** BEGIN Source **

[Lustre-discuss] [URGENT] Lustre 1.6.4.1 data loss bug

Thu Jan 17 14:29:26 PST 2008

On Jan 17, 2008  15:05 -0700, Lundgren, Andrew wrote:
> We are getting ready to deploy a brand new cluster.  Any time from on 1.6.4.2?

It has been built and is undergoing QA testing now.  We hope to have it
ready for Monday, but I can't promise that.

> > -----Original Message-----
> > From: lustre-discuss-bounces at clusterfs.com
> > [mailto:lustre-discuss-bounces at clusterfs.com] On Behalf Of
> > Andreas Dilger
> > Sent: Thursday, January 17, 2008 1:31 PM
> > To: Harald van Pee
> > Cc: Lustre User Discussion Mailing List
> > Subject: Re: [Lustre-discuss] [URGENT] Lustre 1.6.4.1 data loss bug
> >
> > On Jan 17, 2008  20:21 +0100, Harald van Pee wrote:
> > > this are no good news!
> >
> > Definitely not, but it is hoped that by releasing a
> > notification of this issue any problems with existing systems
> > can be avoided.
> >
> > > Just to be sure what does 'relatively new Lustre filesystems'
> > > or 'newly formatted OSTs' mean?
> >
> > This means "any OSTs with < 20000 objects ever created", no
> > matter how old they actually are.
> >
> > > Is an updated filesystem (from v1.6.2) which are not newly
> > formated,
> > > but still have less than  20000 objects created on it ever also
> > > effected by this bug?

** END Source **
** BEGIN Record extracts **

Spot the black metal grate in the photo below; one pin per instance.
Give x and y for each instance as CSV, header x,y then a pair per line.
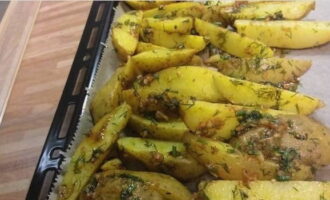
x,y
74,95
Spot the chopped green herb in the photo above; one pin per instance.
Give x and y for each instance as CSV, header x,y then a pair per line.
x,y
174,152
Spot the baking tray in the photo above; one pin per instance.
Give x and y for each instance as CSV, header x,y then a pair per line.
x,y
90,70
73,99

** END Record extracts **

Jobs –
1. Reproduce the mailing list thread about the Lustre 1.6.4.1 data loss bug word for word.
2. Write out all of the records line by line without any changes, but leave the pictures out.
The mailing list thread and the records are unrelated to each other.

Exercise responses –
1.
[Lustre-discuss] [URGENT] Lustre 1.6.4.1 data loss bug

Thu Jan 17 14:29:26 PST 2008

On Jan 17, 2008  15:05 -0700, Lundgren, Andrew wrote:
> We are getting ready to deploy a brand new cluster.  Any time from on 1.6.4.2?

It has been built and is undergoing QA testing now.  We hope to have it
ready for Monday, but I can't promise that.

> > -----Original Message-----
> > From: lustre-discuss-bounces at clusterfs.com
> > [mailto:lustre-discuss-bounces at clusterfs.com] On Behalf Of
> > Andreas Dilger
> > Sent: Thursday, January 17, 2008 1:31 PM
> > To: Harald van Pee
> > Cc: Lustre User Discussion Mailing List
> > Subject: Re: [Lustre-discuss] [URGENT] Lustre 1.6.4.1 data loss bug
> >
> > On Jan 17, 2008  20:21 +0100, Harald van Pee wrote:
> > > this are no good news!
> >
> > Definitely not, but it is hoped that by releasing a
> > notification of this issue any problems with existing systems
> > can be avoided.
> >
> > > Just to be sure what does 'relatively new Lustre filesystems'
> > > or 'newly formatted OSTs' mean?
> >
> > This means "any OSTs with < 20000 objects ever created", no
> > matter how old they actually are.
> >
> > > Is an updated filesystem (from v1.6.2) which are not newly
> > formated,
> > > but still have less than  20000 objects created on it ever also
> > > effected by this bug?

2.
Spot the black metal grate in the photo below; one pin per instance.
Give x and y for each instance as CSV, header x,y then a pair per line.
x,y
74,95
Spot the chopped green herb in the photo above; one pin per instance.
Give x and y for each instance as CSV, header x,y then a pair per line.
x,y
174,152
Spot the baking tray in the photo above; one pin per instance.
Give x and y for each instance as CSV, header x,y then a pair per line.
x,y
90,70
73,99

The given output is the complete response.